Extracted records:
• • • • •
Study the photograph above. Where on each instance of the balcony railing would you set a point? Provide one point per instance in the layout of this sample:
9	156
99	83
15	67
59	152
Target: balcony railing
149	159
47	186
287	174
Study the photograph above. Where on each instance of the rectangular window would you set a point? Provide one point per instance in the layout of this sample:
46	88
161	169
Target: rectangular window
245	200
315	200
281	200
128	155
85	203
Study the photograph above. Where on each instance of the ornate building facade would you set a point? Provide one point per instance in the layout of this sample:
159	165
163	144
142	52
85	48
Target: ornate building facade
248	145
• • • • •
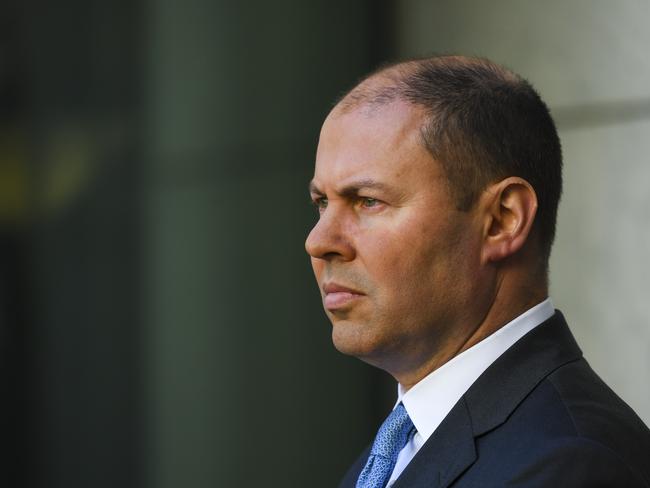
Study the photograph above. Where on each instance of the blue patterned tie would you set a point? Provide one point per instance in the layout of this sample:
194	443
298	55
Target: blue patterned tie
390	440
• • • • •
Lines that contain "layout" should be pulled from the entries above and reported.

Study the photograph above. Where on each instance of the balcony railing would you set a point? Provide one point per instance in the layout of this sample:
Study the photograph above. Where on each instance of the rectangular window would you set a point? Provide one point per instance in the layout of this sample:
Study the photograph above. Where on each instance of the ornate building facade would you set a point? Provide one point per instance in the layout of this sample:
Study the photograph above. Where on each instance of the blue patterned tie would you set a point? Provide one point per instance in the layout of this sample:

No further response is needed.